──────── Document passage ────────

This work is motivated by the need for inexpensive carboncapture technology for combustion-based power plants. Such power plants produce electricity by converting coal or natural gas to carbon dioxide (CO2), which is normally vented as an 11%-12% component of flue gas that contains a balance of nitrogen and other minor components. Separating CO2 from such a flue-gas mixture poses no special technical problems for the known absorption, pressure-swing adsorption (PSA), and membrane technologies. However, these technologies have a tendency to be expensive for two principal reasons: the hot flue gas is produced at low pressure and the separated component (CO2) is highly dilute with an inert component (nitrogen).

This suggests a need for compression, which is very expensive, because one must compress the entire flue gas mixture with plenty of inert nitrogen in it, for example, to increase the CO2 solubility in an amine or other solvent solution, to increase its sorption in pressure-swing adsorption (PSA), or to create a driving force for its transport across the membrane. All these absorption, adsorption, and membrane approaches have been well-documented (see, for example, the reported work of Herzog and Drake,1 Mimura et al.,2 White et al.,3 and Aaron and Tsouris4). The main directions of research aimed at future innovations are focused on developing novel CO2 separation materials, such as ionic liquids,5 ionic polymers,6-8 and nanosilica and nanotube composites,9-11 just to mention recent examples from our laboratory; however, this is an active field of research in many other laboratories.

──────── The input ────────

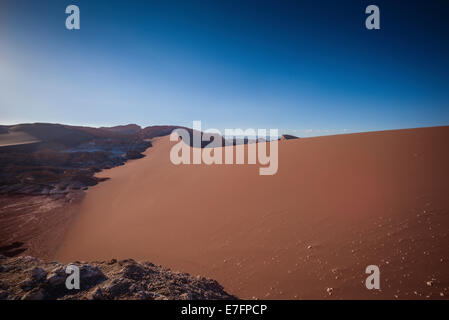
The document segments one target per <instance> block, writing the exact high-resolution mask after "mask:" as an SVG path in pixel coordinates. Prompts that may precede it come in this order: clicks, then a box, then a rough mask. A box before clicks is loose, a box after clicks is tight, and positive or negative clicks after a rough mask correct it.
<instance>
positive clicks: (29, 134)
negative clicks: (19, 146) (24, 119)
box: [0, 131, 40, 147]
mask: <svg viewBox="0 0 449 320" xmlns="http://www.w3.org/2000/svg"><path fill="white" fill-rule="evenodd" d="M36 142H40V140H39V139H36V138H35V137H33V136H32V135H30V134H28V133H26V132H23V131H10V132H9V133H3V134H0V147H7V146H15V145H20V144H29V143H36Z"/></svg>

────────

Study questions:
**a.** Reproduce the carbon-capture passage word for word, beginning at the words "This suggests a" and stopping after "many other laboratories.".
**b.** Rewrite the listing with every "instance" changed to "object" and nothing else altered. Omit the pictures from your answer.
The listing has no connection to the carbon-capture passage.

Task-by-task outputs:
**a.**
This suggests a need for compression, which is very expensive, because one must compress the entire flue gas mixture with plenty of inert nitrogen in it, for example, to increase the CO2 solubility in an amine or other solvent solution, to increase its sorption in pressure-swing adsorption (PSA), or to create a driving force for its transport across the membrane. All these absorption, adsorption, and membrane approaches have been well-documented (see, for example, the reported work of Herzog and Drake,1 Mimura et al.,2 White et al.,3 and Aaron and Tsouris4). The main directions of research aimed at future innovations are focused on developing novel CO2 separation materials, such as ionic liquids,5 ionic polymers,6-8 and nanosilica and nanotube composites,9-11 just to mention recent examples from our laboratory; however, this is an active field of research in many other laboratories.

**b.**
The document segments one target per <object> block, writing the exact high-resolution mask after "mask:" as an SVG path in pixel coordinates. Prompts that may precede it come in this order: clicks, then a box, then a rough mask. A box before clicks is loose, a box after clicks is tight, and positive or negative clicks after a rough mask correct it.
<object>
positive clicks: (29, 134)
negative clicks: (19, 146) (24, 119)
box: [0, 131, 40, 147]
mask: <svg viewBox="0 0 449 320" xmlns="http://www.w3.org/2000/svg"><path fill="white" fill-rule="evenodd" d="M36 142H40V140H39V139H36V138H35V137H33V136H32V135H30V134H28V133H26V132H23V131H10V132H9V133H3V134H0V147H7V146H15V145H20V144H29V143H36Z"/></svg>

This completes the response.